### Stored data entries:
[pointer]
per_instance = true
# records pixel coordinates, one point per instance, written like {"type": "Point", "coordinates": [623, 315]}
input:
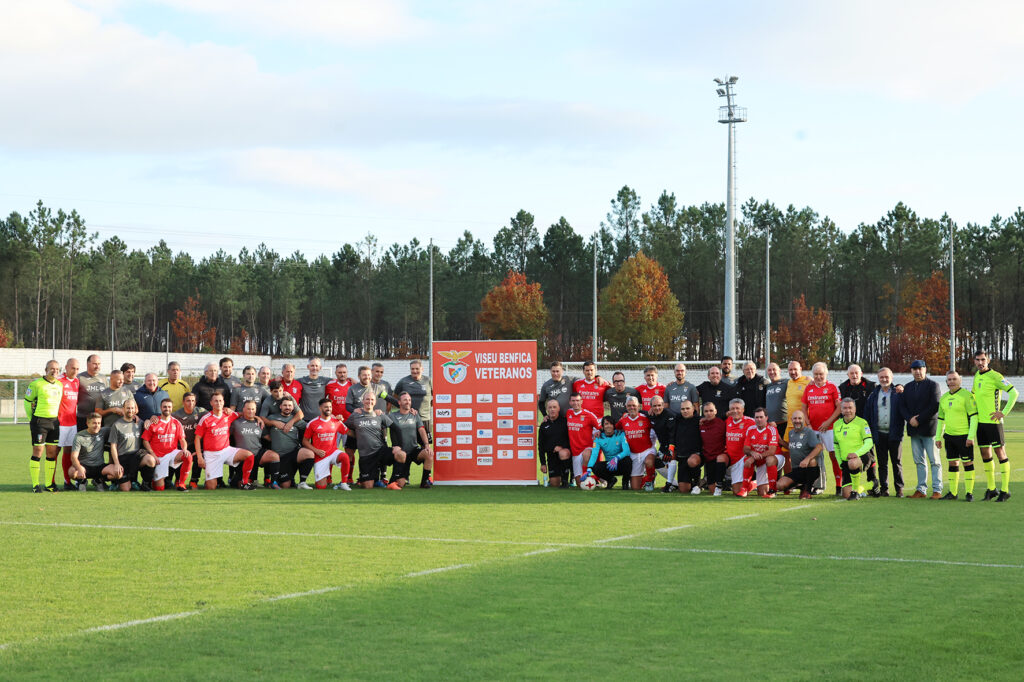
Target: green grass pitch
{"type": "Point", "coordinates": [492, 583]}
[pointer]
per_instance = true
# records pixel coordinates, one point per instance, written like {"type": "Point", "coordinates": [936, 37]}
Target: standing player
{"type": "Point", "coordinates": [165, 440]}
{"type": "Point", "coordinates": [68, 419]}
{"type": "Point", "coordinates": [591, 388]}
{"type": "Point", "coordinates": [988, 388]}
{"type": "Point", "coordinates": [582, 424]}
{"type": "Point", "coordinates": [409, 433]}
{"type": "Point", "coordinates": [42, 405]}
{"type": "Point", "coordinates": [736, 426]}
{"type": "Point", "coordinates": [958, 428]}
{"type": "Point", "coordinates": [638, 431]}
{"type": "Point", "coordinates": [212, 449]}
{"type": "Point", "coordinates": [760, 448]}
{"type": "Point", "coordinates": [322, 437]}
{"type": "Point", "coordinates": [820, 403]}
{"type": "Point", "coordinates": [649, 388]}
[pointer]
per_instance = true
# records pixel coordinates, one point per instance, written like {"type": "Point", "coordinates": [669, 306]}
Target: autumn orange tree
{"type": "Point", "coordinates": [923, 326]}
{"type": "Point", "coordinates": [513, 309]}
{"type": "Point", "coordinates": [639, 314]}
{"type": "Point", "coordinates": [192, 331]}
{"type": "Point", "coordinates": [808, 337]}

### Work instructions:
Copy each line in the entries above where "like" turns up.

### Answer to the exercise:
# records pixel coordinates, one point per instance, written like {"type": "Point", "coordinates": [623, 315]}
# records pixel coordinates, one point per instance, written like {"type": "Point", "coordinates": [936, 37]}
# records pixel coordinates, one point per instance, written like {"type": "Point", "coordinates": [669, 306]}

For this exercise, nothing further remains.